***** Исходный отрывок *****

На море он получил такой прилив сил, который некоторое время не покидал его и в Орле. Он пишет Зинаиде:
Я эти дни провел чрезвычайно хорошо. Физически чувствовал себя настолько здоровым, что всю свою болезнь стал считать не чем иным, как выдумкой врачей или же результатом своей мнительности. В душе моей царил такой мир, такое божественное спокойствие, что я возомнил себя окончательно и безоговорочно излечившимся от всех своих психозов…
В начале октября он возвращается в Петербург, якобы чтобы продолжить учебу в университете, а на самом деле для решительного объяснения с Сибилевой.
Но по дороге он на неделю зависает в Москве, где его принимают в теплые объятья университетские студенты, вчерашние орловские гимназисты.
А уже через месяц он снова едет в Орел. В поезде на него находит внезапное озарение:
Долго еще стоял я на площадке. Похолодало, яснее стали очертания проходивших мимо деревьев и сторожек. Не помню, о чем думал я. Вернее, ни о чем. Помню только чувство силы, готовности бороться и победить, обязательно победить. Когда я взошел в вагон, все спали. Спал жандарм, бессильно свесив руки и покачиваясь при каждом толчке; спал сосед мужичок, похрапывая и испуская по временам вздохи, спал толстый купчина, беспокойно ворочаясь во сне и ежеминутно подбирая соскользавшие с короткой скамеечки ноги.
– Всех вас спасу, – думал я, глядя на разбросанные всюду скорчившиеся тела, такие жалкие в своей беспомощности.
– И тебя спасу, – прибавил я неожиданно, обратившись к жандарму, и сам засмеялся своему ребячеству.

***** Извлечённые записи *****

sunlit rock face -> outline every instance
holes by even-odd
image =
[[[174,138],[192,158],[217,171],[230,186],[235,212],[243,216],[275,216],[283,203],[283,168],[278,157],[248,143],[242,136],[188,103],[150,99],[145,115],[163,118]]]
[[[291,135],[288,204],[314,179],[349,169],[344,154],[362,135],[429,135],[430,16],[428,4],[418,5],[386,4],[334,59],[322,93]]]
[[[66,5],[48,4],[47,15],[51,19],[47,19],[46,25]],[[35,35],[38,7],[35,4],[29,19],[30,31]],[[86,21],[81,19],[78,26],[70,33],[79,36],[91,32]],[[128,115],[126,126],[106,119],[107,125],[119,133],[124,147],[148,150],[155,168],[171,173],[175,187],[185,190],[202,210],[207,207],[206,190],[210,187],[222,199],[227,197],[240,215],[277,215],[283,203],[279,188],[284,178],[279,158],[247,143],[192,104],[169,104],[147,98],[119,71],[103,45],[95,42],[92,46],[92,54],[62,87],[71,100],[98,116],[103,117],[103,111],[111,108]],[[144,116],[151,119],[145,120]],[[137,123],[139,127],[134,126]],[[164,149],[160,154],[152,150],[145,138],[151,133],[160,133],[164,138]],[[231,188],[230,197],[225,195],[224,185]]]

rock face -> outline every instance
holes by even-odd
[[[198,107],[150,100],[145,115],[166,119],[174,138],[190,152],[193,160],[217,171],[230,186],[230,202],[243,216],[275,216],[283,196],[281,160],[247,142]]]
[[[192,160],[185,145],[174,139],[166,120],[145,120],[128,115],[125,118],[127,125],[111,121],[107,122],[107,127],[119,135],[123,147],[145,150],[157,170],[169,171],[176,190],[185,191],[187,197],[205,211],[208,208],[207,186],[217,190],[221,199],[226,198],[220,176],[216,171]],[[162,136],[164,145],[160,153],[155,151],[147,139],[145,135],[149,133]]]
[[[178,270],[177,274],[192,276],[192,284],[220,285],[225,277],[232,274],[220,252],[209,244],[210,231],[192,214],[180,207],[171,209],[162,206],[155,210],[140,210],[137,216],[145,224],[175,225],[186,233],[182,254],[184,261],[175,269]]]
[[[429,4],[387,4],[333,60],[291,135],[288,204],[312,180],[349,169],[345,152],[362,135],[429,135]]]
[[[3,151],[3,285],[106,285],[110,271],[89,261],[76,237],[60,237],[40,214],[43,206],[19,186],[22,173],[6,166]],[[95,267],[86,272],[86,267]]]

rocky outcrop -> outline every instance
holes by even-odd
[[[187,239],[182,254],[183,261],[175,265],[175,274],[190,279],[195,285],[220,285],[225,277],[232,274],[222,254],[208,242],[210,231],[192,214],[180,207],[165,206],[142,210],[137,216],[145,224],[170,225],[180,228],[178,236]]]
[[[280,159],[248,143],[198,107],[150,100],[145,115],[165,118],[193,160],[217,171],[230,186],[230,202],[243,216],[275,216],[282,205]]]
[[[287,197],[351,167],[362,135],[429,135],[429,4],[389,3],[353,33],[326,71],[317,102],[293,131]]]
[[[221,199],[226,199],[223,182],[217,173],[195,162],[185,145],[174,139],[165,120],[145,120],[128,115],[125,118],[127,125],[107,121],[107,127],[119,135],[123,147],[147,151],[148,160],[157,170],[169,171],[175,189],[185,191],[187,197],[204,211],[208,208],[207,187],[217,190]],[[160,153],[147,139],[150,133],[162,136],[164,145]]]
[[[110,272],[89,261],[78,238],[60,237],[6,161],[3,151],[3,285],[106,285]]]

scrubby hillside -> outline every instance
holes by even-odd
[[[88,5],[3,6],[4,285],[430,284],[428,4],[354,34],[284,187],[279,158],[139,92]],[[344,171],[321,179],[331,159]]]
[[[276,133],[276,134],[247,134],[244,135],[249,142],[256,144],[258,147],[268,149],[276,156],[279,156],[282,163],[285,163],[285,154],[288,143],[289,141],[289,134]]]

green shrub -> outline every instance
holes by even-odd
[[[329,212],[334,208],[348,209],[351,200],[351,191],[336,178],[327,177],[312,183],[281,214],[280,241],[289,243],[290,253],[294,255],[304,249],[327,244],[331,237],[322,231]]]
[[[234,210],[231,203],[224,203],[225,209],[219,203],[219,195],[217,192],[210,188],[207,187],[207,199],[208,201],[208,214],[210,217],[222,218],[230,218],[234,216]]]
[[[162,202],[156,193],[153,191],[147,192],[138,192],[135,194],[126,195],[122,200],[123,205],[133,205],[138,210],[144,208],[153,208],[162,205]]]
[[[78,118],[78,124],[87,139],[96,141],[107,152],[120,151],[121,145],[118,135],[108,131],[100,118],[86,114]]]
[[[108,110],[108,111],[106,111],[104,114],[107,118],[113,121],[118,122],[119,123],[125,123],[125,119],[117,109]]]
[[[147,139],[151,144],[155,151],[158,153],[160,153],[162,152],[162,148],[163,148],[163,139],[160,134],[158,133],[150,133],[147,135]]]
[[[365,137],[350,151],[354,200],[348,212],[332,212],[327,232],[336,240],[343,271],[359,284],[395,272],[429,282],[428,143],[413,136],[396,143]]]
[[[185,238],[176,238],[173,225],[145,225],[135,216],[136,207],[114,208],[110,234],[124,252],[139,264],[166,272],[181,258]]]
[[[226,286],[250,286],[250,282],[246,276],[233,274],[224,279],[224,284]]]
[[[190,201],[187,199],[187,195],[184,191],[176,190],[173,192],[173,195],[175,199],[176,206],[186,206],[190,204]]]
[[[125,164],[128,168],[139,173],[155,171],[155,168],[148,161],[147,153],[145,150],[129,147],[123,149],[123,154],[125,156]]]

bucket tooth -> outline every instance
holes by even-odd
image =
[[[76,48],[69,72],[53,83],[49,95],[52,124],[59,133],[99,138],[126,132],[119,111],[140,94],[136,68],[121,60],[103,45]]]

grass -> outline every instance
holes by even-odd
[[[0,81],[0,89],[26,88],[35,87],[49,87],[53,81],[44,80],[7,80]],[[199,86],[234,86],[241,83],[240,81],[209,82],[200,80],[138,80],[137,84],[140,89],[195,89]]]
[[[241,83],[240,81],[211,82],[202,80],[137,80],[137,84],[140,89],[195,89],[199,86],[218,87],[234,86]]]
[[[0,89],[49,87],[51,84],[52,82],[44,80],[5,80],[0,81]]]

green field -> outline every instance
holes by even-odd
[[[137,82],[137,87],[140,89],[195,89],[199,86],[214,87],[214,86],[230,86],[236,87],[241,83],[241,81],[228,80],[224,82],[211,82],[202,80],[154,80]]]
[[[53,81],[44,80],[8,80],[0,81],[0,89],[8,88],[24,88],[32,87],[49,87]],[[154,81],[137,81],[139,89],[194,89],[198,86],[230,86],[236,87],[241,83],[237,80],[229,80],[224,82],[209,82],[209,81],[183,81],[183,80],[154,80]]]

*****

▶ **Что сделать**
Перепишите из отрывка слово в слово часть от «На море он получил» до «объяснения с Сибилевой.» включительно. Записи никак не связаны с отрывком.

▶ **Место для ответа**
На море он получил такой прилив сил, который некоторое время не покидал его и в Орле. Он пишет Зинаиде:
Я эти дни провел чрезвычайно хорошо. Физически чувствовал себя настолько здоровым, что всю свою болезнь стал считать не чем иным, как выдумкой врачей или же результатом своей мнительности. В душе моей царил такой мир, такое божественное спокойствие, что я возомнил себя окончательно и безоговорочно излечившимся от всех своих психозов…
В начале октября он возвращается в Петербург, якобы чтобы продолжить учебу в университете, а на самом деле для решительного объяснения с Сибилевой.